■ REQUIRED WORK:
All records should be reproduced verbatim.

Location annotation dataset excerpts
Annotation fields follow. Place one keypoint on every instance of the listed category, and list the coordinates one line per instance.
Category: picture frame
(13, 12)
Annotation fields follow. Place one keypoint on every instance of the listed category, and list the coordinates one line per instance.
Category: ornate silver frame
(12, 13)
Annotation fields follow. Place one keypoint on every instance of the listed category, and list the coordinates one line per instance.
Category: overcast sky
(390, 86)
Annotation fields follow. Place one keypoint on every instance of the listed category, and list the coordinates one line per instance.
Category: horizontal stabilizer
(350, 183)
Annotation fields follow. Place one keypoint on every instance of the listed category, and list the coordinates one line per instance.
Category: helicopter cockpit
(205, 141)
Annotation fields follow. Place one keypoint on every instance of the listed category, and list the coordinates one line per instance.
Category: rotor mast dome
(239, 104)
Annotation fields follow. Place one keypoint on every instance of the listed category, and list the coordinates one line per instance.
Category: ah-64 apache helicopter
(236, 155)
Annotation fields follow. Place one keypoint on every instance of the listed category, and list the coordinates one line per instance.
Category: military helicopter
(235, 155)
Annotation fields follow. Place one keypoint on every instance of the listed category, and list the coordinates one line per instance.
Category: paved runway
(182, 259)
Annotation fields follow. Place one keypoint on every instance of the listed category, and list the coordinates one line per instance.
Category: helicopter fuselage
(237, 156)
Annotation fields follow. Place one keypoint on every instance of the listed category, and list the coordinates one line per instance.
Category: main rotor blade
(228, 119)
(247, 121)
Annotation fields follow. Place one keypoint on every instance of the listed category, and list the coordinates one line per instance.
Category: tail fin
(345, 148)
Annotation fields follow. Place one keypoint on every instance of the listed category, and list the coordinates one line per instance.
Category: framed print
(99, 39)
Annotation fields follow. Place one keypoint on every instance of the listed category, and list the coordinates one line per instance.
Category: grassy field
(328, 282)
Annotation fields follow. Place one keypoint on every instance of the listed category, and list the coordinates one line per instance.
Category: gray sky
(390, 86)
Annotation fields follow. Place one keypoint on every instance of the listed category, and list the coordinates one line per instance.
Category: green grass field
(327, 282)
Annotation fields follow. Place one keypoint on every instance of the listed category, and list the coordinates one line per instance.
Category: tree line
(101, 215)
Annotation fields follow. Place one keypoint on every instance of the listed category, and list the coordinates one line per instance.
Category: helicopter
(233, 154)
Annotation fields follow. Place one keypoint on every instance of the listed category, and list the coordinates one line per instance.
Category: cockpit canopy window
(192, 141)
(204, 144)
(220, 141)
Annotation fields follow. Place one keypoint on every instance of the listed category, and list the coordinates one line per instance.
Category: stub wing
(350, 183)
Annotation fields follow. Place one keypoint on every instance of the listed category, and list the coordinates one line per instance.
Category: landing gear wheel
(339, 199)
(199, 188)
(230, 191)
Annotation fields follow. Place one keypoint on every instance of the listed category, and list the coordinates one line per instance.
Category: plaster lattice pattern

■ OUTPUT FOR THIS TASK:
Annotation fields follow. Place one keypoint on every instance of the listed category, and list the coordinates one line per instance.
Category: picture frame
(13, 12)
Annotation fields follow. Place one keypoint on every instance of the listed category, and list the coordinates one line per instance.
Category: ornate silver frame
(12, 13)
Annotation fields follow. Place one keypoint on every instance of the listed category, and list the coordinates one line per instance.
Category: overcast sky
(390, 86)
Annotation fields follow. Place one keypoint on every instance of the listed category, and list the coordinates one line per instance.
Category: horizontal stabilizer
(350, 183)
Annotation fields follow. Place one keypoint on every instance of the listed category, and list the coordinates one line per instance.
Category: helicopter cockpit
(205, 141)
Annotation fields follow. Place one keypoint on every instance of the listed category, and list the coordinates one line per instance.
Category: rotor mast dome
(239, 104)
Annotation fields follow. Place one keypoint on every instance of the listed category, and list the coordinates one line per instance.
Category: ah-64 apache helicopter
(236, 155)
Annotation fields follow. Place one keypoint on every instance of the listed category, and list the coordinates one line per instance.
Category: military helicopter
(235, 155)
Annotation fields follow. Place one keypoint on every instance of the listed category, and list the coordinates one line per instance.
Category: paved runway
(182, 259)
Annotation fields follow. Place one keypoint on every instance of the listed category, and list the coordinates one line per instance.
Category: helicopter fuselage
(237, 156)
Annotation fields follow. Place one keypoint on every instance of the listed category, and list the coordinates one line per instance.
Category: main rotor blade
(228, 119)
(247, 121)
Annotation fields follow. Place one keypoint on every instance of the listed category, and list the coordinates one line per instance.
Category: tail fin
(345, 148)
Annotation fields follow. Place one keypoint on every instance of the listed category, and list the coordinates one line per instance.
Category: framed print
(99, 39)
Annotation fields follow. Place one keypoint on every instance of the listed category, and list the coordinates one line per instance.
Category: grassy field
(328, 282)
Annotation fields follow. Place one keypoint on every instance of the listed category, and list the coordinates one line per instance.
Category: gray sky
(390, 86)
Annotation fields follow. Place one keypoint on every instance of the listed category, and list the coordinates one line per instance.
Category: green grass field
(327, 282)
Annotation fields follow. Place one keypoint on every instance of the listed category, and list the coordinates one line per instance.
Category: tree line
(101, 215)
Annotation fields follow. Place one keypoint on every instance of the listed category, and list the coordinates one line per instance.
Category: helicopter
(233, 154)
Annotation fields follow. Place one keypoint on every instance of the listed category, and list the coordinates one line per instance.
Category: cockpit canopy window
(192, 141)
(204, 144)
(220, 141)
Annotation fields follow. Place one keypoint on every instance of the listed category, and list the coordinates one line per instance.
Category: stub wing
(350, 183)
Annotation fields follow. Place one keypoint on every instance of the listed category, and list the coordinates one line per instance.
Category: landing gear wheel
(339, 199)
(199, 188)
(230, 191)
Annotation fields follow. Place one keypoint on every instance of the listed category, and list the coordinates one line per instance.
Category: plaster lattice pattern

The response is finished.